_Dataset entries_
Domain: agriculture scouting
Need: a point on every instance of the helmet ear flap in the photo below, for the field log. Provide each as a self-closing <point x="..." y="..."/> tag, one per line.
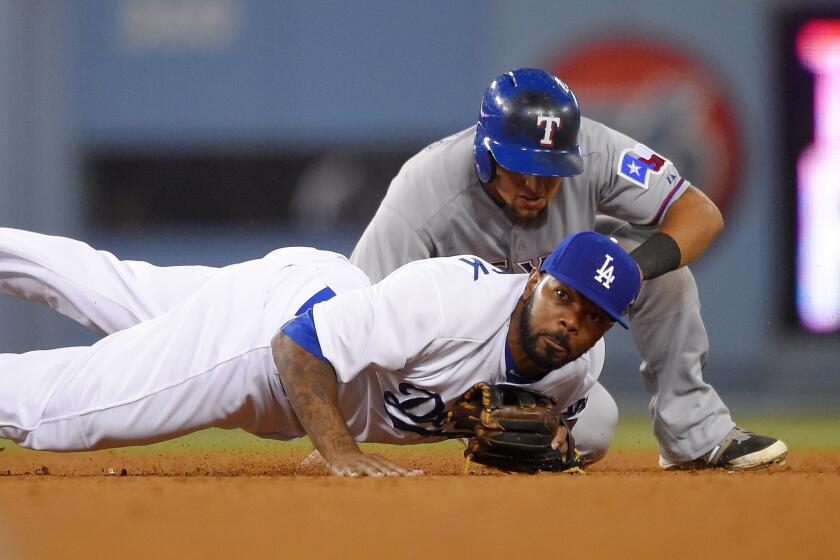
<point x="485" y="165"/>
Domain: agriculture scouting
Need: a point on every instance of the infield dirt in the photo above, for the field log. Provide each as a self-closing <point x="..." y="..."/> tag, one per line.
<point x="262" y="505"/>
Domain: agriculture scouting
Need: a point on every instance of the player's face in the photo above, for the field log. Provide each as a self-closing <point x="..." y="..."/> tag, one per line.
<point x="526" y="195"/>
<point x="558" y="324"/>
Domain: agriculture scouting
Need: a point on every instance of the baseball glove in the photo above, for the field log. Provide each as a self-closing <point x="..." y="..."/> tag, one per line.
<point x="511" y="428"/>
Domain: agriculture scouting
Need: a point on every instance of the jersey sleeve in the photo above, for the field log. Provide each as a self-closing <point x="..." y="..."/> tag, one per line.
<point x="637" y="184"/>
<point x="383" y="326"/>
<point x="388" y="242"/>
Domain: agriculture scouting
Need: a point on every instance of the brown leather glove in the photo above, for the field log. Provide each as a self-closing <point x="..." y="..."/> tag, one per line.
<point x="511" y="428"/>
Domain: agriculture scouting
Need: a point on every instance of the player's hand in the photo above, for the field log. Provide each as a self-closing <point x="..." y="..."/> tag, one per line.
<point x="560" y="441"/>
<point x="364" y="464"/>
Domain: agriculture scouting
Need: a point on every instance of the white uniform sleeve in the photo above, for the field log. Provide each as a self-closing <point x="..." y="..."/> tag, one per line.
<point x="388" y="242"/>
<point x="636" y="184"/>
<point x="382" y="326"/>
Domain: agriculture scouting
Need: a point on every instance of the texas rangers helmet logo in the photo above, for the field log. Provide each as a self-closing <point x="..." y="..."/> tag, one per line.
<point x="637" y="165"/>
<point x="606" y="274"/>
<point x="550" y="124"/>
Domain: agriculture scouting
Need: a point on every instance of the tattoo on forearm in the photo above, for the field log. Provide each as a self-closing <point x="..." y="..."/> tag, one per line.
<point x="311" y="387"/>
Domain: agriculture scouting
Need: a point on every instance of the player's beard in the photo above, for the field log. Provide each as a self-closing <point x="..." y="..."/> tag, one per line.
<point x="529" y="339"/>
<point x="526" y="223"/>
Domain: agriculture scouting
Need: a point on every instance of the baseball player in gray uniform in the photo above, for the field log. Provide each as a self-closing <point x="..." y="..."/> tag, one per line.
<point x="532" y="171"/>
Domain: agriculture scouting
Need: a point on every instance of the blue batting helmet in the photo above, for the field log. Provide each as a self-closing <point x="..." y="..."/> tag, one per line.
<point x="528" y="124"/>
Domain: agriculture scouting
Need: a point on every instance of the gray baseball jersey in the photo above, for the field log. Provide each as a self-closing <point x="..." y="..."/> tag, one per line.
<point x="436" y="205"/>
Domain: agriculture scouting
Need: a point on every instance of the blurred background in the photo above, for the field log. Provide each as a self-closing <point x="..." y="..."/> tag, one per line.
<point x="212" y="131"/>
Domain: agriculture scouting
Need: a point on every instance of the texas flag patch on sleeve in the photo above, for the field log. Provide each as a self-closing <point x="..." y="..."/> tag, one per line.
<point x="639" y="164"/>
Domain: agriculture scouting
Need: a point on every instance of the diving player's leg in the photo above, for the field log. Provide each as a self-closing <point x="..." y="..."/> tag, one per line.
<point x="595" y="427"/>
<point x="91" y="287"/>
<point x="206" y="363"/>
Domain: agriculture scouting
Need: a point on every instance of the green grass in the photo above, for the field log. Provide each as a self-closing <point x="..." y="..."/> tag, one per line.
<point x="633" y="433"/>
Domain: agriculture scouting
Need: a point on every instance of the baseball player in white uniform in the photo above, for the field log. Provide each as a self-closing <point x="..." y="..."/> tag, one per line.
<point x="299" y="342"/>
<point x="533" y="171"/>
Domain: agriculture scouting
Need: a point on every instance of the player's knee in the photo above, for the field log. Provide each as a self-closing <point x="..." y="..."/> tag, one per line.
<point x="595" y="428"/>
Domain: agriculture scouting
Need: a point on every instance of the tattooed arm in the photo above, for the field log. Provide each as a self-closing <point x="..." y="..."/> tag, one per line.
<point x="312" y="390"/>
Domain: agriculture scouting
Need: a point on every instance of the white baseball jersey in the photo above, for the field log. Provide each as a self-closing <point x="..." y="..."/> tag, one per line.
<point x="409" y="345"/>
<point x="207" y="361"/>
<point x="436" y="205"/>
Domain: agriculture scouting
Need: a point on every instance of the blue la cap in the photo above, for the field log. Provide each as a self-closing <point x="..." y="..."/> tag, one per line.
<point x="598" y="268"/>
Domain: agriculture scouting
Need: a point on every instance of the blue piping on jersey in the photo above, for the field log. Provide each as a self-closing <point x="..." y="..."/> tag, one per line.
<point x="302" y="329"/>
<point x="322" y="295"/>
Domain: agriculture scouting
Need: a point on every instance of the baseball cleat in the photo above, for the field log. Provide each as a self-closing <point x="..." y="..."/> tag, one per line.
<point x="738" y="451"/>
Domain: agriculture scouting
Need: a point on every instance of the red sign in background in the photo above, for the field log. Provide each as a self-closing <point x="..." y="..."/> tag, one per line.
<point x="663" y="98"/>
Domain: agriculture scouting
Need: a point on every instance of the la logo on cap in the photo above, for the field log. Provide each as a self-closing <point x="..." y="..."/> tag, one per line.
<point x="606" y="274"/>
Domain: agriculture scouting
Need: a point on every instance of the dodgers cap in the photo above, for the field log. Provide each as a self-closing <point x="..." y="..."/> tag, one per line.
<point x="598" y="268"/>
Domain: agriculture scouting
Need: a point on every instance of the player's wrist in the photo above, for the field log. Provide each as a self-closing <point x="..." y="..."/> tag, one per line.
<point x="658" y="255"/>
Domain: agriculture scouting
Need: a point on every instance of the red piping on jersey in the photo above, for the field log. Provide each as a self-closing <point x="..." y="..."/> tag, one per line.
<point x="665" y="204"/>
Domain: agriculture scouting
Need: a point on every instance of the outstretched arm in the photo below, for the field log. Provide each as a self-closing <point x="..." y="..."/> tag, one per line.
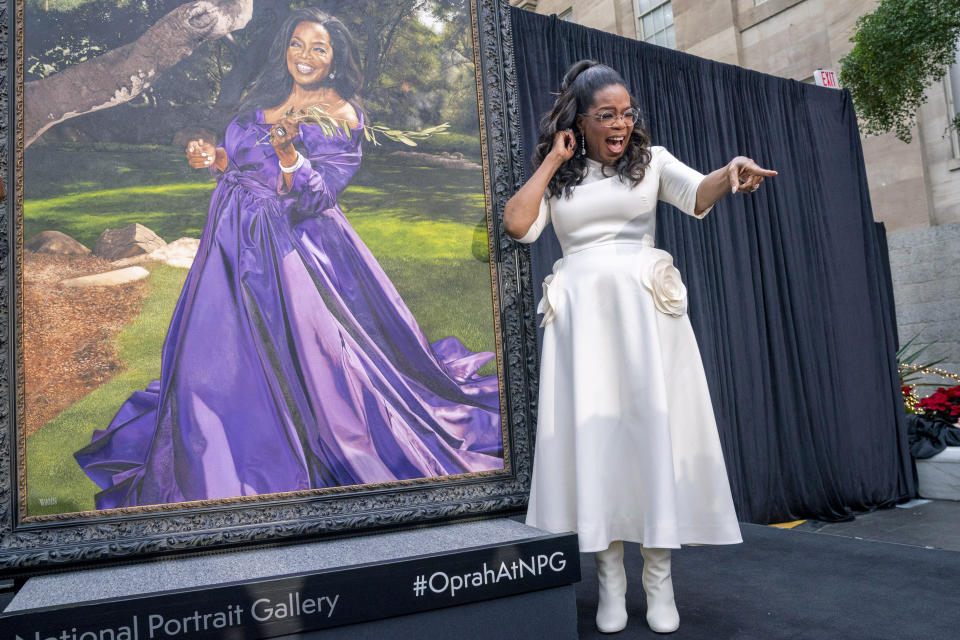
<point x="740" y="175"/>
<point x="522" y="209"/>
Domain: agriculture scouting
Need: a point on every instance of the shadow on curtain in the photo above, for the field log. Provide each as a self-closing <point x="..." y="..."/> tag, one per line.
<point x="789" y="288"/>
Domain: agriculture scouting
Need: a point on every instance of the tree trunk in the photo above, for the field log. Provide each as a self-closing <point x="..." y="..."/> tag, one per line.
<point x="121" y="74"/>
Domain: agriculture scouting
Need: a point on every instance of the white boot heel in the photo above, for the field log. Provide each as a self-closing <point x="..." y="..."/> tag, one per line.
<point x="662" y="614"/>
<point x="612" y="608"/>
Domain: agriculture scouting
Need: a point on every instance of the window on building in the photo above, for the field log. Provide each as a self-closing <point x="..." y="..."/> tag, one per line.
<point x="656" y="23"/>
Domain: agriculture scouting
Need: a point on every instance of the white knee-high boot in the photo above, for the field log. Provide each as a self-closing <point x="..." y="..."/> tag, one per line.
<point x="612" y="608"/>
<point x="662" y="615"/>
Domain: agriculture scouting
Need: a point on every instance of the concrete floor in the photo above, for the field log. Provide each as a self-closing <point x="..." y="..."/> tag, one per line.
<point x="933" y="524"/>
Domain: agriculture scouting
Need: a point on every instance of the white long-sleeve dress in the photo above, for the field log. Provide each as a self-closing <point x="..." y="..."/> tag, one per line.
<point x="627" y="445"/>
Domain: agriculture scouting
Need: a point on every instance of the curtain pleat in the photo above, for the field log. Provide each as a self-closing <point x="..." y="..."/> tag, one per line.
<point x="790" y="296"/>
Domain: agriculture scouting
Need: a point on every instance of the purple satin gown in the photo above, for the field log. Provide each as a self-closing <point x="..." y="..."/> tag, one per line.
<point x="291" y="361"/>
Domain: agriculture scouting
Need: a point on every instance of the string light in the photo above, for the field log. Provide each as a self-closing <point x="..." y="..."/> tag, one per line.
<point x="933" y="370"/>
<point x="912" y="399"/>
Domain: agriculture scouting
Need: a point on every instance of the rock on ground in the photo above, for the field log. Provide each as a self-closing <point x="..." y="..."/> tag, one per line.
<point x="55" y="242"/>
<point x="108" y="278"/>
<point x="179" y="253"/>
<point x="132" y="240"/>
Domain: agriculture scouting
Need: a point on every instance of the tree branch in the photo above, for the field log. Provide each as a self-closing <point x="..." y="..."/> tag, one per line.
<point x="121" y="74"/>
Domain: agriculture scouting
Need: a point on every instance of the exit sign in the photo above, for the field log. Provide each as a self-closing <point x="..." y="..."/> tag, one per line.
<point x="825" y="78"/>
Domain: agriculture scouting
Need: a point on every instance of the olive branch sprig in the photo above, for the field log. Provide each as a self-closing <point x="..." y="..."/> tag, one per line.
<point x="332" y="126"/>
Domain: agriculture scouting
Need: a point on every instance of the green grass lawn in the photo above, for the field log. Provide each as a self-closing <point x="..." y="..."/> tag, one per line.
<point x="425" y="225"/>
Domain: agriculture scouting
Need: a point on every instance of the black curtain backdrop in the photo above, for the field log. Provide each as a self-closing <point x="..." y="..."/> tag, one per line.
<point x="789" y="287"/>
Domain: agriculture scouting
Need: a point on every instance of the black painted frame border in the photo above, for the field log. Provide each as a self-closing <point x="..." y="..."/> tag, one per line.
<point x="39" y="545"/>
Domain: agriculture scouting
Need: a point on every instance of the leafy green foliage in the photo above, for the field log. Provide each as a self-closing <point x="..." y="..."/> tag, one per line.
<point x="416" y="55"/>
<point x="899" y="50"/>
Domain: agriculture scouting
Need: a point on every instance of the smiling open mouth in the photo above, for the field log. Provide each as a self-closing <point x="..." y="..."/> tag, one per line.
<point x="615" y="144"/>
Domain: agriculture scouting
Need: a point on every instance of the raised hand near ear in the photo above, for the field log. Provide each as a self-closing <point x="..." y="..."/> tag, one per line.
<point x="564" y="144"/>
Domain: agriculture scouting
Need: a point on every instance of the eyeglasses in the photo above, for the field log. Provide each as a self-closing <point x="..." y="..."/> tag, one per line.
<point x="610" y="119"/>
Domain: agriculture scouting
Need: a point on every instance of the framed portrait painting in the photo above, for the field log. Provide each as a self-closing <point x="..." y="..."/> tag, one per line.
<point x="257" y="288"/>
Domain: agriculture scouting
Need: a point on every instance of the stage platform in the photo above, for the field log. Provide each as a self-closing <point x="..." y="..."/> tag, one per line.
<point x="815" y="582"/>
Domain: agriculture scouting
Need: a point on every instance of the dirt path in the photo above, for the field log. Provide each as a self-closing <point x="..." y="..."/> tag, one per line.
<point x="69" y="333"/>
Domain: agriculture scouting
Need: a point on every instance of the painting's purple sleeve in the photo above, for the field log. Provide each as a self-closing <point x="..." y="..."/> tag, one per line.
<point x="330" y="162"/>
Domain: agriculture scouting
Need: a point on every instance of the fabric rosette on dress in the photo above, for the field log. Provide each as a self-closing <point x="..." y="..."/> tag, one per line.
<point x="550" y="302"/>
<point x="663" y="280"/>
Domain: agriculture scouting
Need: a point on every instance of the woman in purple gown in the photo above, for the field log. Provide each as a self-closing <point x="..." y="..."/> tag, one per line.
<point x="291" y="361"/>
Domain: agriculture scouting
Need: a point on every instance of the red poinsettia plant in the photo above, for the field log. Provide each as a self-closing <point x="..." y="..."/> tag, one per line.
<point x="944" y="404"/>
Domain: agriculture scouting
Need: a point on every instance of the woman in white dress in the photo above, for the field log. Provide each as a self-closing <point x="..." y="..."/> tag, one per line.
<point x="627" y="445"/>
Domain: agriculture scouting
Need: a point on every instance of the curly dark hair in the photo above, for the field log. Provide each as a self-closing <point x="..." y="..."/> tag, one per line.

_Task to complete_
Tally the lines above that contain the string "knee", treating uppercase and lowercase letters as different. Give only the number.

_Exercise response_
2